Start of Document section

The folder "data" contains the smaller data files for the afternoon session of day 2. However, we would advice you to use the data provided on SAGA as it will make the data transfer to your folder much faster.
The folder "scripts" contains all the scripts to be run on SAGA. However, we would advice you that you transfer them from SAGA as described in the exercise below.
The folder "Lecture" contains the lecture from this session.
-
For getting started, copy all data from the folder "Day2Afternon" to your folder in the project area in SAGA
cd /cluster/projects/nn9458k/phylogenomics/$YOURNAME cp -r ../week1/Day2Afternoon . cd Day2Afternoon
-
From the concatenation this morning we have a concatenated dataset in fasta format as well as a corresponding partition file. However, here we will proceed with the original orthologous files from the study, so that it is only a subset of the files they used and not something new. These files are already provided in the folder. However, the FASconCAT output fotmat is a bit different from the input format needed for MARE. Therefore, we first must change it.
sed "s/DNA,/charset/" < Matrix_original_supermatrix_partition.txt | sed "s/$/ ;/" > Matrix_original_supermatrix_partition_MARE.txt
-
We need the program MARE.

End of Document section
Start of Input data

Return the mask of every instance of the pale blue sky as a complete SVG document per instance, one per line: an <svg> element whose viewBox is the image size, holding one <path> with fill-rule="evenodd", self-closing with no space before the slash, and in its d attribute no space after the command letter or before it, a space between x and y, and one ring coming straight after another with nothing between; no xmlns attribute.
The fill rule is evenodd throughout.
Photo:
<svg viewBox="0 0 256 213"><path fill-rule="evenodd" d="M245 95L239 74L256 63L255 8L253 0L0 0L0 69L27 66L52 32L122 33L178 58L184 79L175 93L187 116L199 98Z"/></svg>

End of Input data

Task list
- A) According to the session instructions, why must the FASconCAT output be changed before proceeding?
- B) Say whether each statement agrees with the session instructions, answering yes or no and quoting the deciding words: (i) The folder "Lecture" contains the lecture from this session. (ii) This part of the session proceeds with the concatenated dataset produced in the morning. (iii) The orthologous files must be obtained from outside the folder.

Answers by item
- A) The FASconCAT output format is a bit different from the input format needed for MARE.

- B)
(i) Yes: "The folder "Lecture" contains the lecture from this session."
(ii) No: "here we will proceed with the original orthologous files from the study"
(iii) No: "These files are already provided in the folder."